==== Recorded information

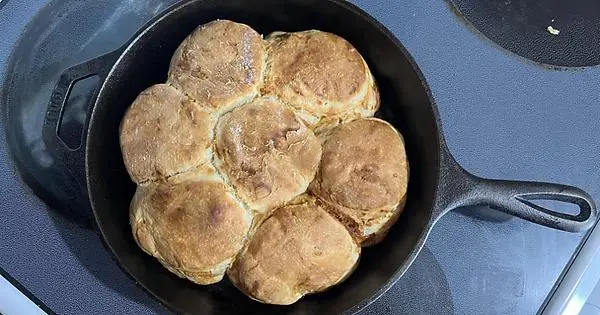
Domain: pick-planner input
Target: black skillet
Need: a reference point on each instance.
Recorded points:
(438, 184)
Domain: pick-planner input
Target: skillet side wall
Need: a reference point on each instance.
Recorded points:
(406, 104)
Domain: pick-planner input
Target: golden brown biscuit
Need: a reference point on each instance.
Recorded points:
(299, 250)
(192, 224)
(221, 64)
(364, 175)
(266, 152)
(163, 133)
(321, 75)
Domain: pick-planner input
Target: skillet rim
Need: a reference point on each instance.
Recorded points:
(355, 10)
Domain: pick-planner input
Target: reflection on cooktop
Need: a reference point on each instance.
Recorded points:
(41, 55)
(552, 32)
(423, 281)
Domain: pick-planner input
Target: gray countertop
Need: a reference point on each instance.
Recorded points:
(503, 117)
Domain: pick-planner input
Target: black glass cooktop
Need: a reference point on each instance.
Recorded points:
(503, 117)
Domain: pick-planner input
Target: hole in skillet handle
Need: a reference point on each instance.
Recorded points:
(529, 201)
(69, 152)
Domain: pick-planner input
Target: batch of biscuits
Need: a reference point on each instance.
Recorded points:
(259, 159)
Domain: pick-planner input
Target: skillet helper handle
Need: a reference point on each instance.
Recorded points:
(517, 198)
(73, 159)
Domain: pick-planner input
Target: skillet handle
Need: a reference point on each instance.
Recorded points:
(459, 188)
(517, 198)
(73, 159)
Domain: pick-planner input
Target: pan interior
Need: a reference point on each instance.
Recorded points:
(405, 103)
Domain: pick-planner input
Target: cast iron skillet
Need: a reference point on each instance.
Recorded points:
(438, 184)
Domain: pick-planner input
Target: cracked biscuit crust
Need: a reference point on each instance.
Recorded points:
(266, 152)
(191, 223)
(364, 175)
(163, 133)
(220, 65)
(299, 250)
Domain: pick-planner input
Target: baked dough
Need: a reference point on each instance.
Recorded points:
(322, 76)
(364, 175)
(192, 224)
(163, 133)
(220, 65)
(259, 158)
(299, 250)
(266, 152)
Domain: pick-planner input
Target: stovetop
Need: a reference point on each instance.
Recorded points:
(503, 116)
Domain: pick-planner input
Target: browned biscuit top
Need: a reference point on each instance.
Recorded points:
(363, 167)
(300, 249)
(220, 64)
(190, 223)
(318, 72)
(267, 153)
(163, 133)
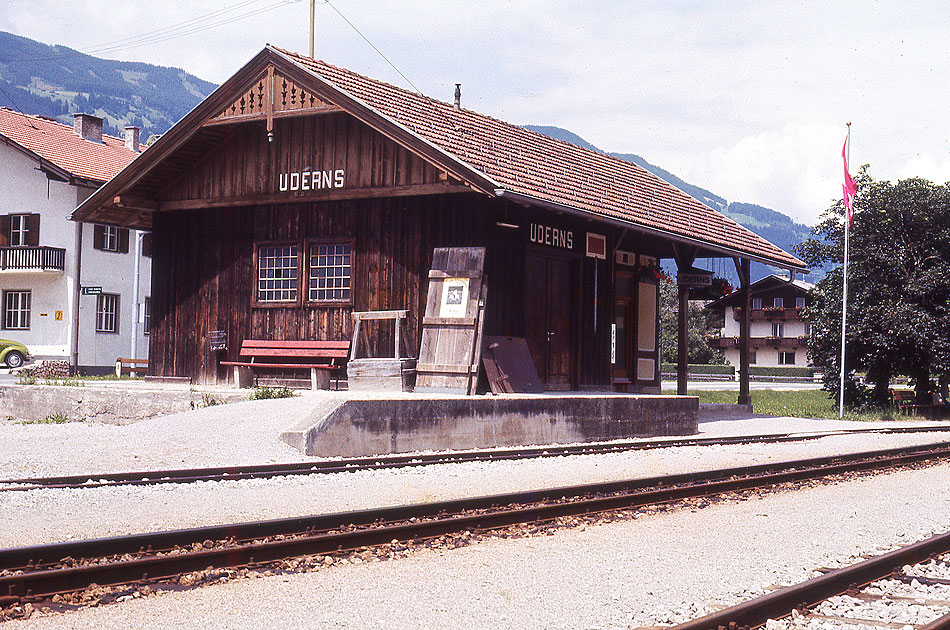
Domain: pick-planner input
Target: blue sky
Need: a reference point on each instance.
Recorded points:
(747, 99)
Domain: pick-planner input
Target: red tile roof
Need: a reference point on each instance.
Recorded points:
(58, 144)
(529, 163)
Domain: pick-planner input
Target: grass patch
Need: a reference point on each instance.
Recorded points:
(805, 403)
(266, 393)
(58, 417)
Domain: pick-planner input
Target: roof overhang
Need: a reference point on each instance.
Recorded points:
(724, 252)
(119, 186)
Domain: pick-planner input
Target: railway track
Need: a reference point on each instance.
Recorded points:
(905, 588)
(234, 473)
(39, 573)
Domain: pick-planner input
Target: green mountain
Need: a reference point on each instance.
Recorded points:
(770, 224)
(56, 81)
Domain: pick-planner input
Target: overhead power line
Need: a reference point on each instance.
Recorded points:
(205, 22)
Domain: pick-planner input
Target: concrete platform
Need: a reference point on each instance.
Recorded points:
(353, 425)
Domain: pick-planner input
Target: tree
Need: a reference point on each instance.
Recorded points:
(898, 287)
(699, 324)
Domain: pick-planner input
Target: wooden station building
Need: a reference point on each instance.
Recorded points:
(299, 192)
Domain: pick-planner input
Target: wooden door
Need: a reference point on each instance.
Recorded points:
(550, 289)
(623, 330)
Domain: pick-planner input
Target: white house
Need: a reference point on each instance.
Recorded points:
(68, 291)
(778, 335)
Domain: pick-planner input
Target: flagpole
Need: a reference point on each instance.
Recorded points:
(844, 290)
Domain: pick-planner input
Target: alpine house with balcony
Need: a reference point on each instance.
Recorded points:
(778, 334)
(67, 290)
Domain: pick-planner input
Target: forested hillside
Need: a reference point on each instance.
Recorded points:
(770, 224)
(56, 81)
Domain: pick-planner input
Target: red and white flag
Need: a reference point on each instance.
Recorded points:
(849, 188)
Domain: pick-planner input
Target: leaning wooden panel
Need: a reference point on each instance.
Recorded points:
(448, 355)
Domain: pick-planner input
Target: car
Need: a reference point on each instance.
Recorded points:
(13, 353)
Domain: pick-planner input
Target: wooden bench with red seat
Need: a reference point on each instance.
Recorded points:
(320, 357)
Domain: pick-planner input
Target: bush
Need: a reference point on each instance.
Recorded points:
(700, 368)
(265, 393)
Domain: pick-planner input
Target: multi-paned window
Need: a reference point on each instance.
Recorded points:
(107, 313)
(277, 267)
(110, 238)
(310, 272)
(330, 272)
(19, 230)
(16, 310)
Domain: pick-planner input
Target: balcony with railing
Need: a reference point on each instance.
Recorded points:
(32, 259)
(759, 342)
(769, 313)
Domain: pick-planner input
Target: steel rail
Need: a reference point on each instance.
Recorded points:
(346, 531)
(383, 462)
(781, 603)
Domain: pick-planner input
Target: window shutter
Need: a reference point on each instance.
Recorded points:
(33, 229)
(99, 236)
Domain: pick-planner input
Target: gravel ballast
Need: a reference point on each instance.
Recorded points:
(656, 569)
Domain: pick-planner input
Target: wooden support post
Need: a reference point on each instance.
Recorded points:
(682, 342)
(744, 269)
(685, 256)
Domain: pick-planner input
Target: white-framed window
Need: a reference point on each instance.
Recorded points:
(107, 313)
(19, 230)
(277, 273)
(110, 238)
(331, 269)
(16, 310)
(147, 315)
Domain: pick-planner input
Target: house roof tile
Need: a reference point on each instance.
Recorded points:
(535, 165)
(59, 145)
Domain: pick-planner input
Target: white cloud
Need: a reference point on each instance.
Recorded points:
(745, 98)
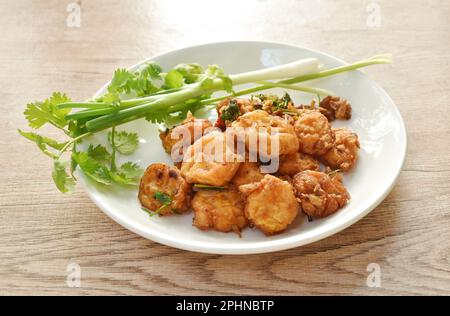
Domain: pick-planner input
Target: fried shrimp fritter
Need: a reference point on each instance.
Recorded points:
(271, 204)
(314, 132)
(320, 194)
(344, 154)
(335, 108)
(183, 135)
(261, 128)
(162, 184)
(248, 172)
(210, 161)
(292, 164)
(219, 210)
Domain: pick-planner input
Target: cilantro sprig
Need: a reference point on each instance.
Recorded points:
(157, 96)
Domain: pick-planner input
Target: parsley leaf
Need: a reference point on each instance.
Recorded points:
(165, 199)
(215, 72)
(124, 142)
(99, 153)
(40, 113)
(173, 79)
(43, 142)
(63, 181)
(231, 112)
(141, 83)
(128, 173)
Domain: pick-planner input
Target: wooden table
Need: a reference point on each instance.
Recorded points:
(42, 231)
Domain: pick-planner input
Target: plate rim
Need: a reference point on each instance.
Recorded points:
(270, 245)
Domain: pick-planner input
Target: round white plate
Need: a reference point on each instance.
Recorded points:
(376, 119)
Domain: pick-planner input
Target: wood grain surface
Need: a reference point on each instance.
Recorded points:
(42, 231)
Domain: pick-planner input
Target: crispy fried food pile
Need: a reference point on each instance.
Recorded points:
(224, 176)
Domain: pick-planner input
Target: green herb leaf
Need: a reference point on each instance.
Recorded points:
(92, 168)
(129, 173)
(125, 143)
(43, 143)
(173, 79)
(231, 112)
(40, 113)
(190, 72)
(165, 199)
(215, 72)
(99, 153)
(64, 182)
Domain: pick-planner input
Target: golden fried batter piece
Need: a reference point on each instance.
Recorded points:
(320, 194)
(292, 164)
(205, 163)
(271, 204)
(314, 132)
(221, 210)
(261, 127)
(335, 108)
(344, 154)
(162, 184)
(185, 134)
(248, 172)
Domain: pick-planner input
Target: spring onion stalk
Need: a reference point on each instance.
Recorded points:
(157, 96)
(300, 71)
(378, 59)
(315, 91)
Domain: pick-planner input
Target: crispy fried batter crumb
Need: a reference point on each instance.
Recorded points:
(271, 204)
(160, 178)
(265, 128)
(248, 172)
(334, 107)
(200, 164)
(319, 194)
(313, 132)
(294, 163)
(185, 134)
(344, 154)
(219, 210)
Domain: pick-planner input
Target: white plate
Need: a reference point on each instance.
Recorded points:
(376, 119)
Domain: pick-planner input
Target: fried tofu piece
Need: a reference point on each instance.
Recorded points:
(271, 204)
(292, 164)
(163, 189)
(344, 153)
(334, 107)
(221, 210)
(314, 132)
(320, 194)
(175, 139)
(261, 129)
(248, 172)
(210, 160)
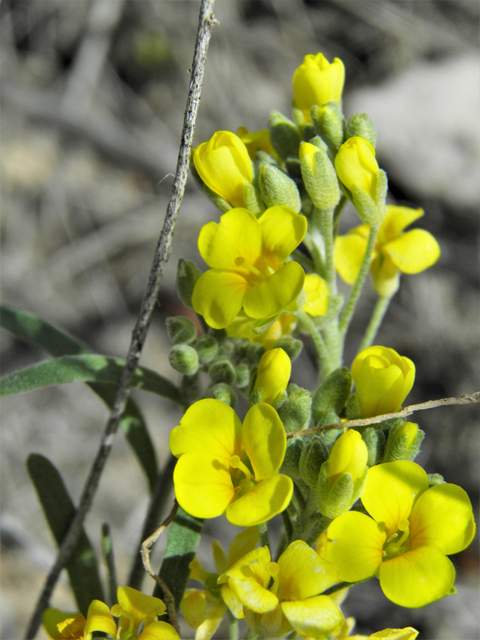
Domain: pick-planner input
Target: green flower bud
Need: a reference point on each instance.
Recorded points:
(332, 394)
(291, 346)
(181, 330)
(183, 359)
(319, 176)
(222, 371)
(361, 125)
(342, 477)
(312, 457)
(242, 375)
(374, 438)
(276, 188)
(222, 392)
(284, 135)
(330, 124)
(207, 348)
(293, 453)
(403, 442)
(295, 412)
(187, 275)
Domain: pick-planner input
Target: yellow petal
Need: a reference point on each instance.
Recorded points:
(99, 618)
(355, 544)
(413, 252)
(203, 484)
(264, 440)
(282, 231)
(316, 290)
(391, 490)
(442, 517)
(416, 578)
(395, 221)
(218, 296)
(237, 236)
(159, 631)
(261, 503)
(348, 256)
(210, 426)
(302, 573)
(275, 294)
(313, 616)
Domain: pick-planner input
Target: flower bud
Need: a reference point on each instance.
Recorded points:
(313, 456)
(330, 124)
(291, 346)
(187, 275)
(374, 439)
(342, 477)
(181, 330)
(273, 374)
(222, 371)
(284, 135)
(183, 359)
(366, 184)
(224, 166)
(403, 442)
(317, 81)
(332, 394)
(293, 453)
(361, 125)
(223, 392)
(295, 412)
(276, 188)
(319, 176)
(207, 348)
(382, 380)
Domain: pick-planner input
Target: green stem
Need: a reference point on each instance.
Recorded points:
(375, 321)
(318, 343)
(263, 532)
(357, 287)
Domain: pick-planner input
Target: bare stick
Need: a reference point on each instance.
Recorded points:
(145, 551)
(206, 23)
(365, 422)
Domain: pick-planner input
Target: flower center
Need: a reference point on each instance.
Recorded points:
(397, 543)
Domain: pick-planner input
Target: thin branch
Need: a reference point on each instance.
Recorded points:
(139, 334)
(365, 422)
(145, 551)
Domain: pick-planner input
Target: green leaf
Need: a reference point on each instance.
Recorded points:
(85, 368)
(182, 543)
(59, 510)
(58, 343)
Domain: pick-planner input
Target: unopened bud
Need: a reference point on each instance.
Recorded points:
(183, 359)
(181, 330)
(276, 188)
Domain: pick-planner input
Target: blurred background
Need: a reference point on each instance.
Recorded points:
(92, 102)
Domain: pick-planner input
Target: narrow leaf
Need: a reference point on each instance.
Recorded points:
(59, 511)
(182, 543)
(58, 343)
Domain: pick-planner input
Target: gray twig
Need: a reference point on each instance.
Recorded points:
(139, 333)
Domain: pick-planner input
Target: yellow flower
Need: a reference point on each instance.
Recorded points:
(256, 141)
(395, 252)
(204, 609)
(317, 81)
(227, 467)
(224, 165)
(247, 256)
(406, 541)
(273, 374)
(382, 380)
(283, 596)
(356, 166)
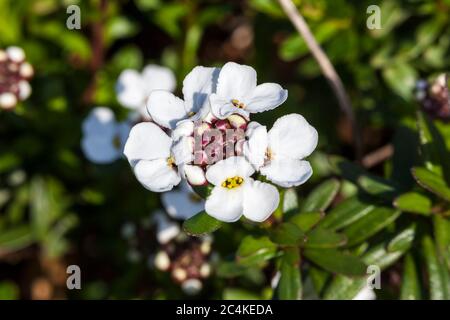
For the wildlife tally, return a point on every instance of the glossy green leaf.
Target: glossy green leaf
(201, 224)
(290, 284)
(410, 289)
(346, 213)
(16, 238)
(321, 197)
(306, 220)
(370, 224)
(438, 279)
(323, 238)
(433, 148)
(287, 234)
(413, 202)
(254, 251)
(335, 261)
(432, 182)
(442, 235)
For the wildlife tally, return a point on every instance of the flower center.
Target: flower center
(234, 182)
(238, 104)
(116, 142)
(171, 161)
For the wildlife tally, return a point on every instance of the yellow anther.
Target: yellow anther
(234, 182)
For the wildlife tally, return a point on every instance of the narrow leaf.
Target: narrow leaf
(201, 224)
(336, 261)
(370, 224)
(322, 196)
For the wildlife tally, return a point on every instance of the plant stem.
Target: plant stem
(327, 69)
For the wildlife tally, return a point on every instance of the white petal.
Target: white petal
(101, 122)
(184, 128)
(166, 230)
(99, 149)
(165, 108)
(183, 150)
(195, 175)
(156, 175)
(147, 141)
(156, 77)
(181, 204)
(236, 81)
(197, 85)
(266, 96)
(130, 90)
(222, 108)
(260, 200)
(256, 145)
(228, 168)
(293, 137)
(287, 172)
(225, 204)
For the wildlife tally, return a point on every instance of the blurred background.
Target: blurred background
(57, 208)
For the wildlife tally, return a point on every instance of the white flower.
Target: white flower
(235, 193)
(167, 110)
(366, 293)
(183, 203)
(103, 137)
(278, 153)
(148, 151)
(238, 92)
(133, 88)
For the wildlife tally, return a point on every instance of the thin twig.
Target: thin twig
(327, 69)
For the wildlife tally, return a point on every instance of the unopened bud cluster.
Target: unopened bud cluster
(434, 97)
(15, 73)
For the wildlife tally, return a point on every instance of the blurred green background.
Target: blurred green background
(57, 208)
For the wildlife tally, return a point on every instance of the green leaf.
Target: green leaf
(410, 289)
(346, 213)
(201, 224)
(432, 182)
(335, 261)
(239, 294)
(321, 197)
(413, 202)
(323, 238)
(290, 284)
(401, 78)
(403, 240)
(370, 224)
(254, 251)
(15, 239)
(287, 234)
(438, 278)
(306, 220)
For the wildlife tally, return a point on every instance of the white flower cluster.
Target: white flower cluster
(15, 73)
(207, 138)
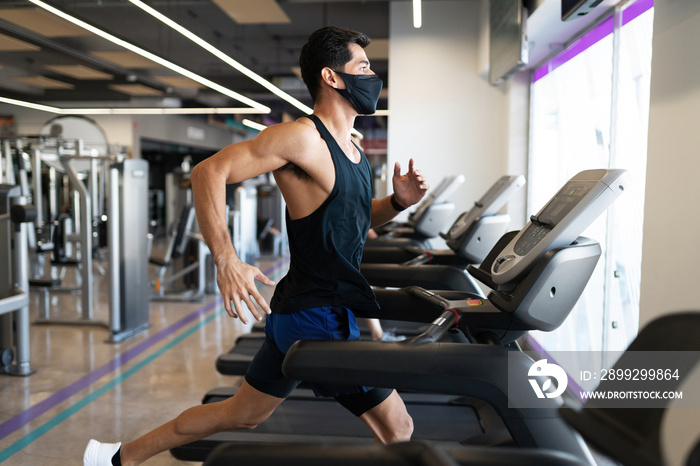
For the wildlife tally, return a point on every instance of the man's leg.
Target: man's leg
(245, 410)
(389, 420)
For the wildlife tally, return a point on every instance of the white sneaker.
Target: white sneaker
(100, 454)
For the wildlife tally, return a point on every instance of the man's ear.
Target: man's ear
(330, 78)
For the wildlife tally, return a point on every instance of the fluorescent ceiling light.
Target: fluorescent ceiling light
(254, 125)
(152, 57)
(21, 103)
(134, 111)
(417, 14)
(221, 55)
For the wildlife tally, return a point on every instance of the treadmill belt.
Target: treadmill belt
(302, 418)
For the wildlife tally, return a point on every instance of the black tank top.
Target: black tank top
(326, 246)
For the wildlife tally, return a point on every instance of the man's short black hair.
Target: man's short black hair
(327, 47)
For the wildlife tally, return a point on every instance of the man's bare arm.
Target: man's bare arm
(234, 164)
(409, 189)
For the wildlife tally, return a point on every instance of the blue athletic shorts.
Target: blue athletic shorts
(322, 323)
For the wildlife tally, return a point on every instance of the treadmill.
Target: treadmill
(636, 436)
(470, 238)
(426, 222)
(536, 274)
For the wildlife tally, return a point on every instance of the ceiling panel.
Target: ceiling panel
(79, 72)
(179, 82)
(253, 11)
(43, 82)
(125, 58)
(10, 44)
(42, 22)
(135, 89)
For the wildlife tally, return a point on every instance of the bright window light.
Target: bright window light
(417, 14)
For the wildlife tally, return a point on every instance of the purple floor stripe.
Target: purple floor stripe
(25, 417)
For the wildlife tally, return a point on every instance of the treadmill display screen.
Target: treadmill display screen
(564, 201)
(532, 235)
(553, 213)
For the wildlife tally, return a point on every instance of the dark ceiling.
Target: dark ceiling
(271, 50)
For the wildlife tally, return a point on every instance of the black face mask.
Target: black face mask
(362, 90)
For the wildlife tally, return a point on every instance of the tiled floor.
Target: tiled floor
(87, 388)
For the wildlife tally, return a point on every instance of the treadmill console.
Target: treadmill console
(575, 206)
(489, 203)
(440, 194)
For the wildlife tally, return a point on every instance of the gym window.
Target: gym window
(590, 109)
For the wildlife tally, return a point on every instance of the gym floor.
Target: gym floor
(86, 388)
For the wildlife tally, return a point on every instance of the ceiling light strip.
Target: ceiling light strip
(221, 55)
(134, 111)
(152, 57)
(252, 124)
(21, 103)
(162, 111)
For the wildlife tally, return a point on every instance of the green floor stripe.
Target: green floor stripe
(62, 416)
(65, 414)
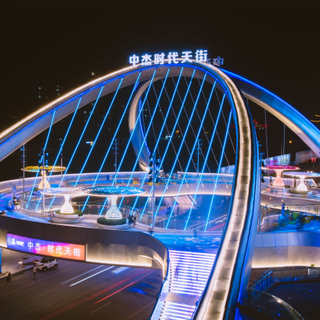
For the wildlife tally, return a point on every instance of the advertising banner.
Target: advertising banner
(46, 248)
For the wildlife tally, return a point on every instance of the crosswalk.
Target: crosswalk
(189, 273)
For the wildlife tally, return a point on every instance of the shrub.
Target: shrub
(111, 222)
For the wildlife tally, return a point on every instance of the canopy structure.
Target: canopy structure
(113, 192)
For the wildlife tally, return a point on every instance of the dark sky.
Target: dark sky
(273, 43)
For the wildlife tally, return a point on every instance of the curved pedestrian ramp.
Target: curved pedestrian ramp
(188, 276)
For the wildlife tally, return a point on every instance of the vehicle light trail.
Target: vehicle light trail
(71, 285)
(123, 288)
(82, 274)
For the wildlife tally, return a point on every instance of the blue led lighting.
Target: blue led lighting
(61, 147)
(99, 131)
(194, 145)
(78, 143)
(206, 159)
(158, 140)
(41, 159)
(135, 125)
(113, 138)
(130, 138)
(147, 131)
(219, 168)
(171, 136)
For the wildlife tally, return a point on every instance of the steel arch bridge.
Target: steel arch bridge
(230, 276)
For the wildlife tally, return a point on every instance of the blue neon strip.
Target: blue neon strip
(219, 167)
(206, 159)
(61, 147)
(82, 133)
(114, 136)
(264, 89)
(97, 136)
(147, 131)
(41, 159)
(130, 138)
(158, 140)
(194, 145)
(168, 144)
(78, 143)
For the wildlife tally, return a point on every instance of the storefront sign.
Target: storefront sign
(46, 248)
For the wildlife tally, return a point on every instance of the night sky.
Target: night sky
(273, 43)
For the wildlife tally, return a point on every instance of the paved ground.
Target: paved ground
(80, 291)
(304, 297)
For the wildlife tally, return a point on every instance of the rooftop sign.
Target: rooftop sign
(173, 57)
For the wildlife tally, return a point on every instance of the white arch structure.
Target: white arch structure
(232, 267)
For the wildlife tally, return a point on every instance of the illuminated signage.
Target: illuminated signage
(46, 248)
(172, 57)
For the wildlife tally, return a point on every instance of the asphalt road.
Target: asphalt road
(81, 291)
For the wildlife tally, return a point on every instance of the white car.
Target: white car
(47, 263)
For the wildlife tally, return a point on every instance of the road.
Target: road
(81, 291)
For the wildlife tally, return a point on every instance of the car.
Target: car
(47, 263)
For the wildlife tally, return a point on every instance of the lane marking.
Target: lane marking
(119, 270)
(71, 285)
(33, 283)
(44, 294)
(82, 274)
(123, 287)
(101, 307)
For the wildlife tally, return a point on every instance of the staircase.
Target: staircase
(189, 273)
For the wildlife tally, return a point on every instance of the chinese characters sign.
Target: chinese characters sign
(171, 57)
(46, 248)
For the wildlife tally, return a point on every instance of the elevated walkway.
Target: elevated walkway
(187, 278)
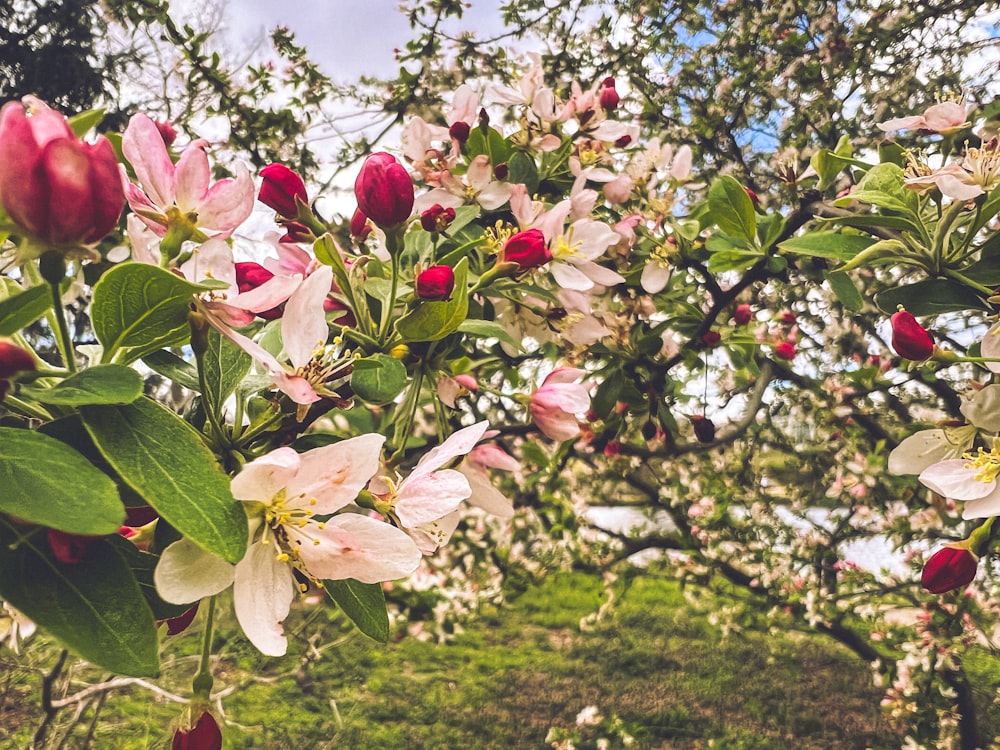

========

How many lines in the rows contain the word "panel"? Give only the number.

» Response to this exercise
3